- _Required work_
Once you find the line with "Mark one point on each instance of the ceiling", copy it and every line after it through the end of the entries below, exactly as written.

Point-per-instance localization data
++++++++++

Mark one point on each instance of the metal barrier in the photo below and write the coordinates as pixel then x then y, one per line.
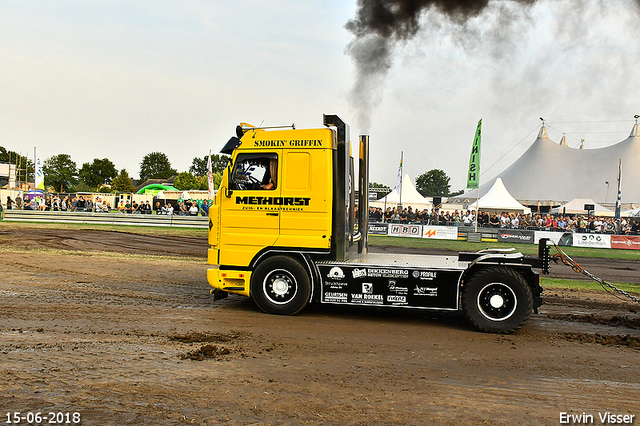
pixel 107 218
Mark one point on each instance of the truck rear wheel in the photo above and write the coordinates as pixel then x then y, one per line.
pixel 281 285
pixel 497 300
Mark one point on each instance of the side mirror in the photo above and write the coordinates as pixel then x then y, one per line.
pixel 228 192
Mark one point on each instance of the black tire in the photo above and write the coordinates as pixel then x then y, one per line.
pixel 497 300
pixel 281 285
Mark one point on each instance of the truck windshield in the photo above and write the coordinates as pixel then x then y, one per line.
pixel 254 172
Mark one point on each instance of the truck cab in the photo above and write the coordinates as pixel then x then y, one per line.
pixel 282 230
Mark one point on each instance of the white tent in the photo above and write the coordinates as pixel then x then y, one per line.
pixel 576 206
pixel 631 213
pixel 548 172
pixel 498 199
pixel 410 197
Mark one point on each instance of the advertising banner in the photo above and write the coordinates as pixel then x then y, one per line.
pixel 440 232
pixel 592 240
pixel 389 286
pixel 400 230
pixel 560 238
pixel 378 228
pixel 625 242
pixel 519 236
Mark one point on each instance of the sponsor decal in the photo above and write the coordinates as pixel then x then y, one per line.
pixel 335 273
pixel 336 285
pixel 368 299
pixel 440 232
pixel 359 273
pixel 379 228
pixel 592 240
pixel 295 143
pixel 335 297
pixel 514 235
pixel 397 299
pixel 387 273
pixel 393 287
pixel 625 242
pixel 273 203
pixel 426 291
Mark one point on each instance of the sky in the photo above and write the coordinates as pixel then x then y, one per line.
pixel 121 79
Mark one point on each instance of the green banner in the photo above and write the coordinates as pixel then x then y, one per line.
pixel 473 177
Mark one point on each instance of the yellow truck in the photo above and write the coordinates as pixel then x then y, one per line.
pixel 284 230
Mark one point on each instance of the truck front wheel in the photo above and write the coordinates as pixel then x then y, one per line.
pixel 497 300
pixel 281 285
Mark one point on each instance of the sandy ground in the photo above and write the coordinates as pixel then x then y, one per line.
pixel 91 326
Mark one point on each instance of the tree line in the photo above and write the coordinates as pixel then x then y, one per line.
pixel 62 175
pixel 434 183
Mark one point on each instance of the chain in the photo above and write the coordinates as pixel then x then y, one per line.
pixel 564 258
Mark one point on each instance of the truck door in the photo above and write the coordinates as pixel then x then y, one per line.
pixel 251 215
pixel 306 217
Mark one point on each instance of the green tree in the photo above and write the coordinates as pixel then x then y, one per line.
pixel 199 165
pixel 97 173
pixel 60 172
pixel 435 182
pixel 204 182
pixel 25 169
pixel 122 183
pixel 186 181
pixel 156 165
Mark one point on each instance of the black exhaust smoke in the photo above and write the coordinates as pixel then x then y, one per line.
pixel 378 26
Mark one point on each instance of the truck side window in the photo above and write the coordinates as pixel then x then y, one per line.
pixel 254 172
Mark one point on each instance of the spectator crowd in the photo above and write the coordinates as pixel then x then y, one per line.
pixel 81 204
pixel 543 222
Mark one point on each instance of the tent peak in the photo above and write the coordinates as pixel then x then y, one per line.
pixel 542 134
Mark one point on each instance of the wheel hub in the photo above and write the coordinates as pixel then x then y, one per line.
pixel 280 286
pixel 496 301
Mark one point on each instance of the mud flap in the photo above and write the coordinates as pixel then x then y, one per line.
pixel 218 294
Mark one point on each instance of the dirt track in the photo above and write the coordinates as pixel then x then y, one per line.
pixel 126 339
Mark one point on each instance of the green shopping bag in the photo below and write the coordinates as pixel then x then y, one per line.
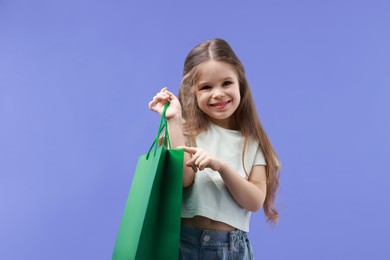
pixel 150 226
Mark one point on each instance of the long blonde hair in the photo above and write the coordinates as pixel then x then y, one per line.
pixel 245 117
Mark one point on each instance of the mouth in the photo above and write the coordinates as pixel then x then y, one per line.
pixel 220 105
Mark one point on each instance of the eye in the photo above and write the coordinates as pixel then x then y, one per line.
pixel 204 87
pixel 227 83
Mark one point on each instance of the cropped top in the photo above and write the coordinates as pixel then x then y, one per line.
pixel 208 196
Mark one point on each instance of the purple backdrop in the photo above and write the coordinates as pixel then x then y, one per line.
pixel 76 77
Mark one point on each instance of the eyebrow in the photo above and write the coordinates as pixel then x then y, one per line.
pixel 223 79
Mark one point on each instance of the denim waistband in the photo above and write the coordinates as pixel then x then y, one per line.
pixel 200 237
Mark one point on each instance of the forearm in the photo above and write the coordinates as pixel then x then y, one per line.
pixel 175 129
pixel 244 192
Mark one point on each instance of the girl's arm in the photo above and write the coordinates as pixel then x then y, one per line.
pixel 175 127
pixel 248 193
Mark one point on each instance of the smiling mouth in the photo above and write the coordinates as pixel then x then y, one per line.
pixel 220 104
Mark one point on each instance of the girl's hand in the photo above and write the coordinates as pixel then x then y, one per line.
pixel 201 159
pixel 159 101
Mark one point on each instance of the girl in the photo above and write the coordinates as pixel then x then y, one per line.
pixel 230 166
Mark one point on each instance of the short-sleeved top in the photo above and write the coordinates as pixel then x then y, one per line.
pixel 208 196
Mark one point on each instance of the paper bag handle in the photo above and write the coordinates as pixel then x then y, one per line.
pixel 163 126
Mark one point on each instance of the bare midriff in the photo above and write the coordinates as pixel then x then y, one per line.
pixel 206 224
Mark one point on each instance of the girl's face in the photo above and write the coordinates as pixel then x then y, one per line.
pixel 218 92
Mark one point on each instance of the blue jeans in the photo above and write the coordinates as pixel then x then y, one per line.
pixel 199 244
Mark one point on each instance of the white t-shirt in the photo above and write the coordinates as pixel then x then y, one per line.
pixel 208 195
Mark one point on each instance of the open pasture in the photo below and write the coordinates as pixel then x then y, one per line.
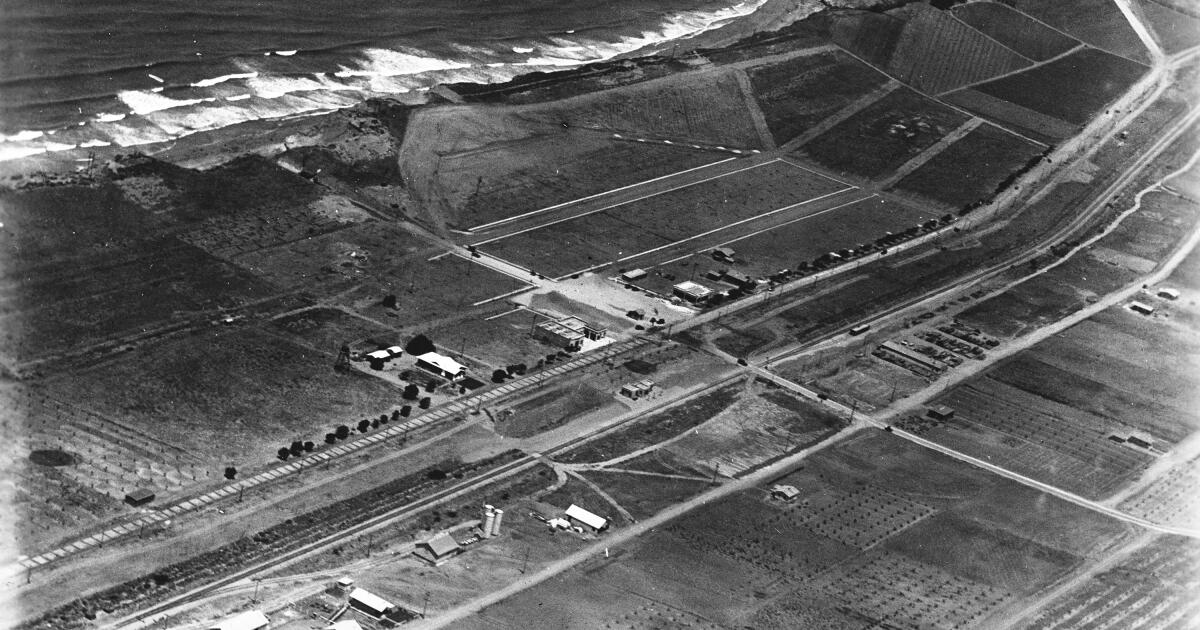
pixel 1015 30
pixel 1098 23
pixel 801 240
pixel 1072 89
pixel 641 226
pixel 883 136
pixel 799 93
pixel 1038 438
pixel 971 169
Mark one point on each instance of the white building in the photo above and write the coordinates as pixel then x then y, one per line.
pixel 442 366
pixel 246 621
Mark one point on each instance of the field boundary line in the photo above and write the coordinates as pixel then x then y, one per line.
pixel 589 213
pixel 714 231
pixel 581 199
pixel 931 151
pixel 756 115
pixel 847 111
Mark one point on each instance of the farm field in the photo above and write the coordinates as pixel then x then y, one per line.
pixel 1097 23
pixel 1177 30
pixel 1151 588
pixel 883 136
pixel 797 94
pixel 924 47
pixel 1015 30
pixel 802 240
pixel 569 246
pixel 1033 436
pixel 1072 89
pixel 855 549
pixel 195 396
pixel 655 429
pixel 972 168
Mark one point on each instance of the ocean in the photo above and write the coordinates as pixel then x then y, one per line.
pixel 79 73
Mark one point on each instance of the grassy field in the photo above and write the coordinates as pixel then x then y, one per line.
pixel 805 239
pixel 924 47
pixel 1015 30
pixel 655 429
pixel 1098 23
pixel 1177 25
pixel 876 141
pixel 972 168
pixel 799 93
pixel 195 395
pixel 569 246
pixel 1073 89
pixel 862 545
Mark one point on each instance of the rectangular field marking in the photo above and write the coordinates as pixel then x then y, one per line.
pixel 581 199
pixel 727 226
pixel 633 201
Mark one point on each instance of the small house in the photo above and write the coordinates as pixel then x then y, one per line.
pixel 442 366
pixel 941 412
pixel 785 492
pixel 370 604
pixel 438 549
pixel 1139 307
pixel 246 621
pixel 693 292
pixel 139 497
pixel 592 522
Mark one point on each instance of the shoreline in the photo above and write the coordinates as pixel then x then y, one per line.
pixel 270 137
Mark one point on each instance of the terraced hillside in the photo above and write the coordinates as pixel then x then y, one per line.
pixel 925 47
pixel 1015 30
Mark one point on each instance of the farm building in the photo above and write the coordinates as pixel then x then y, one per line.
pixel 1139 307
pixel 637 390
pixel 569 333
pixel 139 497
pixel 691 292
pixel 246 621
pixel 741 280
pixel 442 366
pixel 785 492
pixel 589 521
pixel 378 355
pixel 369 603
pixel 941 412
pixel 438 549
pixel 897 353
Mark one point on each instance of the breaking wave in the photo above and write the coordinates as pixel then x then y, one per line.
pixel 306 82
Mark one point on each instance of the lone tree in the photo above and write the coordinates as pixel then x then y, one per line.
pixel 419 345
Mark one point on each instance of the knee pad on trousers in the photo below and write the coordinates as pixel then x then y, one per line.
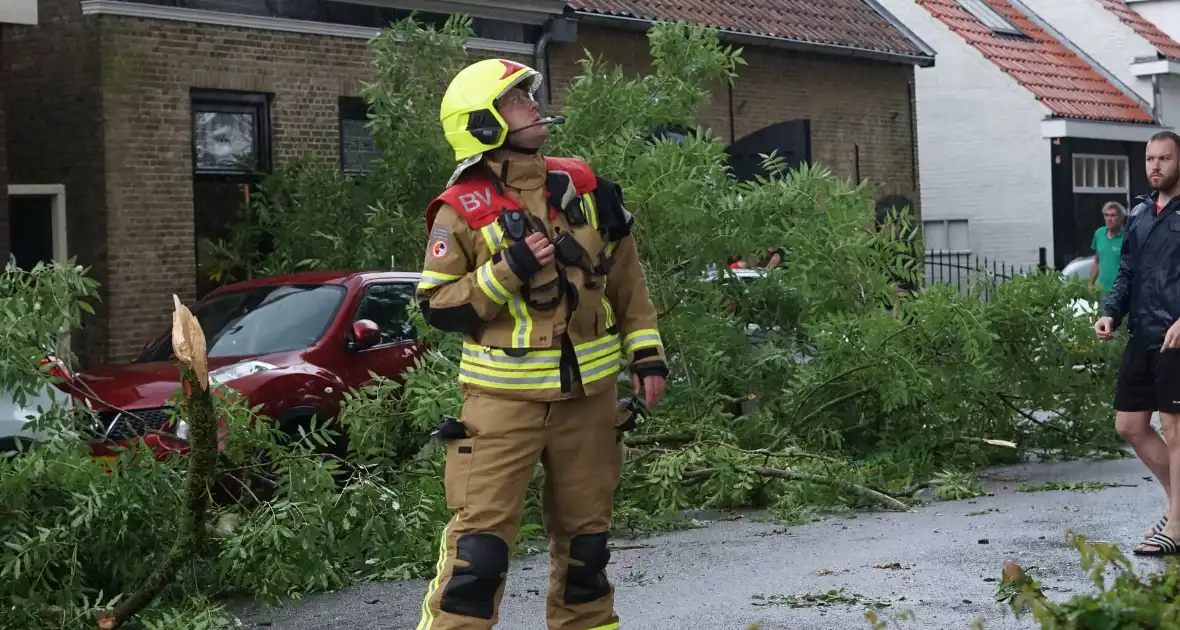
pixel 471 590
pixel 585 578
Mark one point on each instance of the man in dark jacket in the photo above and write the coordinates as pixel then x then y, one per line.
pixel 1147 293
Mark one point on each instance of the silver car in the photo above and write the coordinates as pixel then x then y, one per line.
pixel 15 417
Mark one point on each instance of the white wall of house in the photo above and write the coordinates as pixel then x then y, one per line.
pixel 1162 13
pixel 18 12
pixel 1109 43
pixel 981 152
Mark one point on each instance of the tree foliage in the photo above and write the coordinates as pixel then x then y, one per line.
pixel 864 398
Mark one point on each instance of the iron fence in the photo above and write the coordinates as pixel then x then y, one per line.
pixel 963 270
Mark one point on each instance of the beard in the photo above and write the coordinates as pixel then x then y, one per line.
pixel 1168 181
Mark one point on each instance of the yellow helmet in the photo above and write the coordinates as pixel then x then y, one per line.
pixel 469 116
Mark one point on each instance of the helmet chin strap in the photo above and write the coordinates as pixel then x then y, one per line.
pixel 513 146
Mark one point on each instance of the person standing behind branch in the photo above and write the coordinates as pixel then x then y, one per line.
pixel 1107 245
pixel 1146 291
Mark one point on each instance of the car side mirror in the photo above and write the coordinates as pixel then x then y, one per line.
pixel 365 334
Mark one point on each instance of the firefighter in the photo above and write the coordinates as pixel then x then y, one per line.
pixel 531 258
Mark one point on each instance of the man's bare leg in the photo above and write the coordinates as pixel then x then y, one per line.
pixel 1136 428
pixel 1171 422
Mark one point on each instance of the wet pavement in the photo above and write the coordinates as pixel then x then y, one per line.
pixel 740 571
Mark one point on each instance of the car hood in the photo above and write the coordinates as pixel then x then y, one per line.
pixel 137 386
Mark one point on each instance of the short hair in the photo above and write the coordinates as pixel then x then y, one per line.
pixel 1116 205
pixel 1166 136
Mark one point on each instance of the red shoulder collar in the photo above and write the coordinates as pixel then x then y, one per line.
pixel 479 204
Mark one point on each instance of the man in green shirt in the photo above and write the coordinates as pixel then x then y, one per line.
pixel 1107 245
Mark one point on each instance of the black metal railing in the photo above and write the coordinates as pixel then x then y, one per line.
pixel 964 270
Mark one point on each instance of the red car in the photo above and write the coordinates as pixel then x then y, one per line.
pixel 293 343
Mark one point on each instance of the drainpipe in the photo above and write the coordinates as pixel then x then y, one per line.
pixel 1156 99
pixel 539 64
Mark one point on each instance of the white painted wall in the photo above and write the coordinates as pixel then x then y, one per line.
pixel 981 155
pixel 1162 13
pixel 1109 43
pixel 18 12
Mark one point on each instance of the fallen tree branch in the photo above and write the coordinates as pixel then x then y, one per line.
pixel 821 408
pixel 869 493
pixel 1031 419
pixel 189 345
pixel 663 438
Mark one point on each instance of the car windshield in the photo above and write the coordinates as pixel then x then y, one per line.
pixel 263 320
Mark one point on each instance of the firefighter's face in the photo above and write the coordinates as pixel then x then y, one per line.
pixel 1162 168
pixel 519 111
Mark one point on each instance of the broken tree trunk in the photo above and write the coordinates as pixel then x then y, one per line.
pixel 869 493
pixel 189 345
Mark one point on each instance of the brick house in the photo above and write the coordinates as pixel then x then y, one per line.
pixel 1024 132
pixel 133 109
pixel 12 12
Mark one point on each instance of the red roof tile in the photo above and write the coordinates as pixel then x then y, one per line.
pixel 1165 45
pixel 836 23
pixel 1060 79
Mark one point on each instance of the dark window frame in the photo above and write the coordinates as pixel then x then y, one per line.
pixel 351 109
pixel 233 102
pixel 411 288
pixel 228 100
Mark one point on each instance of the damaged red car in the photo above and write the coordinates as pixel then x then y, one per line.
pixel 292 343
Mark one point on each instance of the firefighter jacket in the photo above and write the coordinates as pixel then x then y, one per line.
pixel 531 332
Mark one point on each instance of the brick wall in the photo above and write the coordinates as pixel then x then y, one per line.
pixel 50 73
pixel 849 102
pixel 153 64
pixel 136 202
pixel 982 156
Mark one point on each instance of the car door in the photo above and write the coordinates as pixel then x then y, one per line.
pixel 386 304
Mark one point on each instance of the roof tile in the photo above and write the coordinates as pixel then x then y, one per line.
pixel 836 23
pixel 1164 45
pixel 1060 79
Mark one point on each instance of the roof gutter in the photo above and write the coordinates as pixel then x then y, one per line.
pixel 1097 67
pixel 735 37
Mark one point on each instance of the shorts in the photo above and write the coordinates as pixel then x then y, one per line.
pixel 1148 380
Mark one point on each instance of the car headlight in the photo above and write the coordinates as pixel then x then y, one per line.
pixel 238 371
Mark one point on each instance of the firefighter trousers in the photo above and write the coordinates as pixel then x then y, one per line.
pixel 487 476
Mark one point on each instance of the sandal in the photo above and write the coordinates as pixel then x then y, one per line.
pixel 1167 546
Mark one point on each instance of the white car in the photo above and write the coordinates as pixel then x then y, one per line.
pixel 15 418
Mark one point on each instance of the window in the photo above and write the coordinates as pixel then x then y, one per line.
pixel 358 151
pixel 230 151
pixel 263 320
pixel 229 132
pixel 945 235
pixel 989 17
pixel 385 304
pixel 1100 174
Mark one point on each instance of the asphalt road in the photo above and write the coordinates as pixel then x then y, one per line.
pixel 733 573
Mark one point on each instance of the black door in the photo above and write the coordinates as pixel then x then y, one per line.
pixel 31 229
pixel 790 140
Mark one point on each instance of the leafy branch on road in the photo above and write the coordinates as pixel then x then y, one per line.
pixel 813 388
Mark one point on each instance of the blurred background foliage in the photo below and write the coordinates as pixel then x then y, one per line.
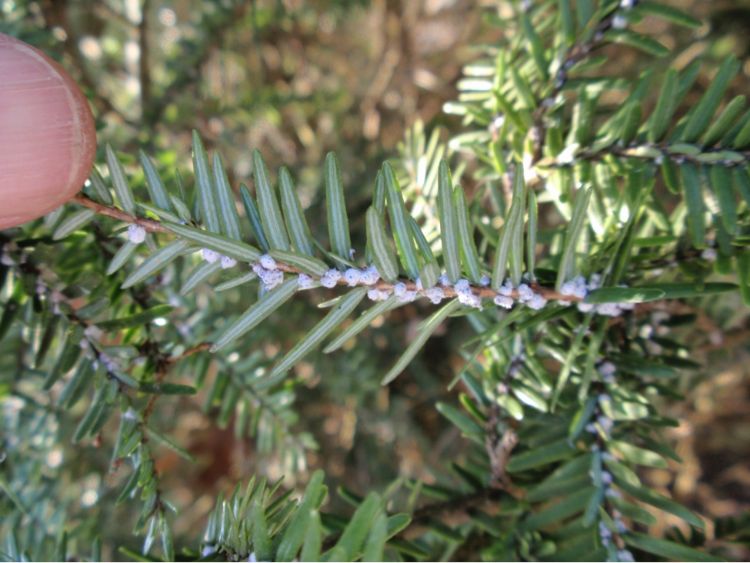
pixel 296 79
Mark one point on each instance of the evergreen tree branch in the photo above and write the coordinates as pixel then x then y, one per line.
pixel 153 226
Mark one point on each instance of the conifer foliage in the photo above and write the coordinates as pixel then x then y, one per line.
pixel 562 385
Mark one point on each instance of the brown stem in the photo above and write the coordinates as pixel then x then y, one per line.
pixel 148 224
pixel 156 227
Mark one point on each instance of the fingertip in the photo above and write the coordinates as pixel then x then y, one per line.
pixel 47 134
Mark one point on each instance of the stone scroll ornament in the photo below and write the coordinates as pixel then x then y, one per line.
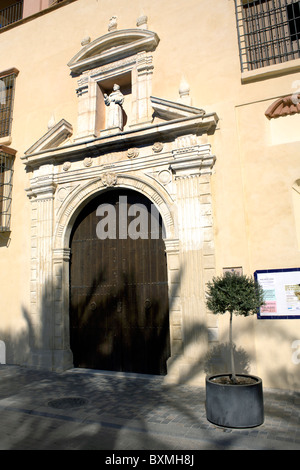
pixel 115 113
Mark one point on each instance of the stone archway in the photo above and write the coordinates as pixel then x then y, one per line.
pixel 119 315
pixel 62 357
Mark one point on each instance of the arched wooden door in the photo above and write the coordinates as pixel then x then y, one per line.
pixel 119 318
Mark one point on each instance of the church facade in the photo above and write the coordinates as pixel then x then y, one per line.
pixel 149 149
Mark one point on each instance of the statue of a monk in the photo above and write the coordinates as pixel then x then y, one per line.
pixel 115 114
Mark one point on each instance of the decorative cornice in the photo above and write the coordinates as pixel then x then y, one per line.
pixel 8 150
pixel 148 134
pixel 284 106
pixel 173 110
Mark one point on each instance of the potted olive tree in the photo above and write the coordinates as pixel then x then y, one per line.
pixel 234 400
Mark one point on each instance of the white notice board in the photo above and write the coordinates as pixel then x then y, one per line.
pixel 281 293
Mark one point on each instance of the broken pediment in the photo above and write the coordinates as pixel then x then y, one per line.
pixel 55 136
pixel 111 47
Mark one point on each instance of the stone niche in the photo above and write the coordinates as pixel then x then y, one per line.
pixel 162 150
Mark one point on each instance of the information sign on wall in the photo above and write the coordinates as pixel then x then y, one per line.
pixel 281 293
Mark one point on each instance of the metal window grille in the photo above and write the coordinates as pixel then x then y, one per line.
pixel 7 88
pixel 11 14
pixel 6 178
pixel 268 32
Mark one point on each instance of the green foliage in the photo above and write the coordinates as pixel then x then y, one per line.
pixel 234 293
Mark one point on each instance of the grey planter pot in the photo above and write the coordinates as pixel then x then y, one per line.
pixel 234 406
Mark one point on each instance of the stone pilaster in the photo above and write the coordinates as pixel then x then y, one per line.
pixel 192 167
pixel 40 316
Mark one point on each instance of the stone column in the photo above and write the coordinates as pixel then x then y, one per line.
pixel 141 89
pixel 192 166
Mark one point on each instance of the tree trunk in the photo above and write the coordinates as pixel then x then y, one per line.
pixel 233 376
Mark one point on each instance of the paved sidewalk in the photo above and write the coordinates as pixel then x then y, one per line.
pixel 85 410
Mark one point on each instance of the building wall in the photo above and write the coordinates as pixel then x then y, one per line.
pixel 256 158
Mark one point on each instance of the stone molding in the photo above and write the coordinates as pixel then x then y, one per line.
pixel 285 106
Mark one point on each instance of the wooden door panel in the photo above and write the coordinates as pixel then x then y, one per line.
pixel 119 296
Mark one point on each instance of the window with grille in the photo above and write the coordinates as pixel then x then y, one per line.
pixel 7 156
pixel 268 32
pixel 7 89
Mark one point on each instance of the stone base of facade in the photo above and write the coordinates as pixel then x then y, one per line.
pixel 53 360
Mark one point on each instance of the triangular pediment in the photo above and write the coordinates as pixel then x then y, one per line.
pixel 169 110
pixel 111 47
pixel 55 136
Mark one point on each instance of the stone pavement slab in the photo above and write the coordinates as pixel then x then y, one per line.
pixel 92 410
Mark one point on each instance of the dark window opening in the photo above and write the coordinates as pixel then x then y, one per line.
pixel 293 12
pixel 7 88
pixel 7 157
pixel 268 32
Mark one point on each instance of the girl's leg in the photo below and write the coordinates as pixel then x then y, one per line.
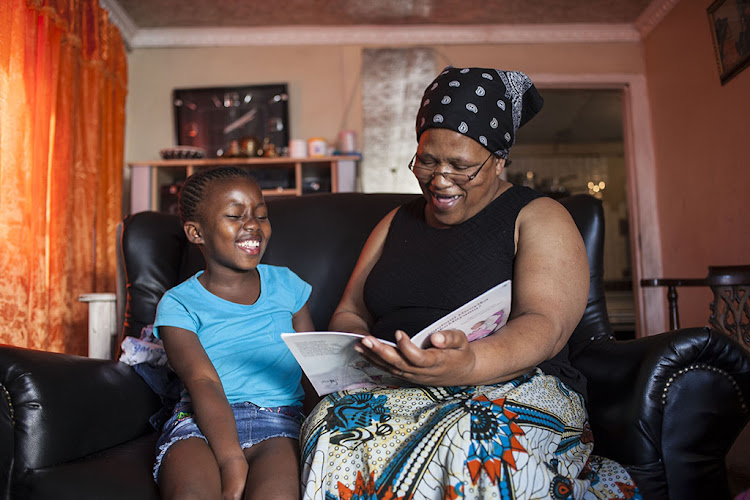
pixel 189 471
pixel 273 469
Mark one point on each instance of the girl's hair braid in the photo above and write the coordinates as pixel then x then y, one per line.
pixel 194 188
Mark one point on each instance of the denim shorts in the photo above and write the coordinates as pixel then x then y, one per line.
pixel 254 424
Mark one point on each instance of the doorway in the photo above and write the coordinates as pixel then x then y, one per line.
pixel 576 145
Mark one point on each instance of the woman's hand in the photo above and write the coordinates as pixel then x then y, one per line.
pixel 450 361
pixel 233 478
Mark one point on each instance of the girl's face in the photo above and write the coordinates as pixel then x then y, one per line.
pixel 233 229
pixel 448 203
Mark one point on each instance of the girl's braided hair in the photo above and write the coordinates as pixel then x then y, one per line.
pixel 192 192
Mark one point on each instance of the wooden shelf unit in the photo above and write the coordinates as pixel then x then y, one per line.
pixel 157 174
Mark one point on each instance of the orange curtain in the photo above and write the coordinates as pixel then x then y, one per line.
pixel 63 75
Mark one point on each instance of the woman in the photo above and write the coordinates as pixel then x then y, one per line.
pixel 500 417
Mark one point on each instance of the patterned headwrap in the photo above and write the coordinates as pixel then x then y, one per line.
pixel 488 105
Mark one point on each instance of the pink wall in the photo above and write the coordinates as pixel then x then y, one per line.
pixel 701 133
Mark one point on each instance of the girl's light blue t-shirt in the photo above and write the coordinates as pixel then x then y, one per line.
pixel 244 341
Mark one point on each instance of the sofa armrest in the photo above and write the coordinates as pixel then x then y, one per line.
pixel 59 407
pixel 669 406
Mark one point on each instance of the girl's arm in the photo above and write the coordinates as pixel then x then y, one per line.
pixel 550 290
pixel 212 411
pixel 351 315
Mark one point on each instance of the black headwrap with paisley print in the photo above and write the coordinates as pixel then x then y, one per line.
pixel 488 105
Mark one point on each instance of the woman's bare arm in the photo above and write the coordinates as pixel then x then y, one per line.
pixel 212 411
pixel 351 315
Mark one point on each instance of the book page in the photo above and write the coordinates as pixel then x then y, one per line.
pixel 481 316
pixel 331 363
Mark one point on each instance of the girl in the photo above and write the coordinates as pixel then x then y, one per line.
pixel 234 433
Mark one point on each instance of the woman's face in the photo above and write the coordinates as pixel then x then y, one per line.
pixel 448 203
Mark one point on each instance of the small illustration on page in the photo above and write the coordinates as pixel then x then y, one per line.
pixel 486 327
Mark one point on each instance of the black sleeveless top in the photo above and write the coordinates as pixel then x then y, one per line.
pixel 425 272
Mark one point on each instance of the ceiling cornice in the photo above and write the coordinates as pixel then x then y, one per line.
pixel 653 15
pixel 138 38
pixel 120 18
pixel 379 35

++++++++++

- _Result of this task_
Mark one point on each instance of the ceiling cornice in the photo above and write the coordinates as pixel then x then y, one per line.
pixel 653 15
pixel 138 38
pixel 120 18
pixel 379 35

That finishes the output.